● **WHAT YOU NEED TO DO**
Could you quote every line of the listing below word for word, without changing anything?

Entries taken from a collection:

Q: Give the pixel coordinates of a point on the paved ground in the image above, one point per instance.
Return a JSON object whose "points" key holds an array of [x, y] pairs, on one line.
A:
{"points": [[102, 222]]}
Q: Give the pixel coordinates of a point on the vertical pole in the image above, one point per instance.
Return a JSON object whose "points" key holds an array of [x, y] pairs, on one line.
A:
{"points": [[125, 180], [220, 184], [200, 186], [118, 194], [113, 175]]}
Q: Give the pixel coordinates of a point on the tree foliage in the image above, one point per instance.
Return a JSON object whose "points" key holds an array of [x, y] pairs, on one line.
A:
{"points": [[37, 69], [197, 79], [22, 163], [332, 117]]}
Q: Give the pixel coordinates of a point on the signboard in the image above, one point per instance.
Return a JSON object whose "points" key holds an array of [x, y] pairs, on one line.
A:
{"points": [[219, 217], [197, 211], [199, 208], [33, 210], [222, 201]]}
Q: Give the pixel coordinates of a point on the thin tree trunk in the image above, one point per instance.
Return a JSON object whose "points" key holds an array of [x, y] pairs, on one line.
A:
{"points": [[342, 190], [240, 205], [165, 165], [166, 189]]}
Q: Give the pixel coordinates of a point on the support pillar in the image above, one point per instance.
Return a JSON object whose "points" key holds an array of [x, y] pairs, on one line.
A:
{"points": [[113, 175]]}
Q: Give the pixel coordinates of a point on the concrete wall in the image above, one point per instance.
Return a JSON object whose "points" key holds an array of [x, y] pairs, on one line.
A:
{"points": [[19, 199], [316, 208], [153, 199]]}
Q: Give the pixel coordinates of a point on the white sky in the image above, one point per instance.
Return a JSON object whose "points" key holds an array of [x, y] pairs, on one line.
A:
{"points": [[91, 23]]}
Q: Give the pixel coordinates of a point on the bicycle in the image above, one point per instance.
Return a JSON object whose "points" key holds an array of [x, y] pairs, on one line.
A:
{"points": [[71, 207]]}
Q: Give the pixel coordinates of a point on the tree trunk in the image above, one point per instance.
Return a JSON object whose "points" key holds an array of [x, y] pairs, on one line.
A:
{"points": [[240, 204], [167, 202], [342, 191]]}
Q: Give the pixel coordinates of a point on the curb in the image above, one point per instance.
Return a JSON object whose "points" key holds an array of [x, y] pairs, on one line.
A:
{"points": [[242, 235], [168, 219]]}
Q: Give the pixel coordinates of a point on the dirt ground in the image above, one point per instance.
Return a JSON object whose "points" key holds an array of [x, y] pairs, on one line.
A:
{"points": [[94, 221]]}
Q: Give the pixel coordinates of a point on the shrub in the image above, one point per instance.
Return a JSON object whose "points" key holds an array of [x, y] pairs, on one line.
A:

● **ANSWER TO THIS PROBLEM**
Q: Give the pixel coordinates of a point on the paved ground in the image above, one point per instance.
Return a JSON object whose "points" key holds an array of [x, y] pairs, on one line.
A:
{"points": [[102, 222]]}
Q: Give the pixel coordinates of a point on the vertical pole in the image above, one point per instance.
Return a JSON object whose "points" key holds an array of [x, y] pairs, on one line.
A:
{"points": [[125, 180], [220, 184], [200, 186], [118, 194], [113, 175]]}
Q: Give the pixel coordinates of a point on the tree foliage in the image above, one point per instance.
Return a JSON object whose "points" key holds an array of [x, y] pairs, on one line.
A:
{"points": [[37, 69], [197, 79], [22, 163], [332, 117]]}
Q: Give the pixel coordinates of a point on the signboard in the image above, one point per instance.
Return a JSON object whose "points" key holds an array of [x, y] pairs, on one line.
A:
{"points": [[219, 217], [197, 211], [199, 208], [33, 210], [222, 201]]}
Q: Give the pixel coordinates of a point on the thin tree trunk in the image above, one point per instance.
Return a JSON object whose "points" key holds an array of [x, y] pairs, on one line.
A:
{"points": [[342, 190], [240, 205], [165, 165], [166, 189]]}
Q: Give the pixel coordinates of a point on the support pillar in the image above, one point per instance.
Return a JSON object whose "points" key holds an array of [x, y] pairs, on one line.
A:
{"points": [[113, 175]]}
Q: Give the pixel coordinates of a point on the concrete wall in the image above, one point per instance.
Return a JSON object whose "points" key holds an array of [x, y] pairs, on one line.
A:
{"points": [[19, 199], [316, 208], [153, 199]]}
Q: Give the pixel coordinates of a point on the white sky in the image above, one point per instance.
Return a JSON object whose "points" key holds an array of [x, y] pairs, on one line.
A:
{"points": [[91, 23]]}
Q: Give the pixel coordinates of a point on the bicycle in the image above, one point per instance.
Return a JSON object whose "points" key holds an array of [x, y] pairs, on one line.
A:
{"points": [[71, 207]]}
Q: Give the pixel coordinates of a point on the tree trunk in the image above, one point per instance.
Return a JSON object whose "points" key holds an array of [x, y] pairs, on one line.
A:
{"points": [[240, 204], [167, 202], [342, 191]]}
Q: Give the pixel coordinates of a point on the curb in the image above, one point per instance.
Return a JSON object whose "points" key holds an array of [x, y] pairs, on one line.
A:
{"points": [[242, 235], [168, 219]]}
Q: Give the pixel coordinates of a point on the dirt ground in the image above, one point per instance.
Return a JSON object whose "points" key holds an array of [x, y] pairs, on one line.
A:
{"points": [[94, 221]]}
Q: Give the pixel coordinates of a point on the shrub in the image above, one point per instance.
Return a JSON object whose "points" key holds an array of [x, y] pairs, on one line.
A:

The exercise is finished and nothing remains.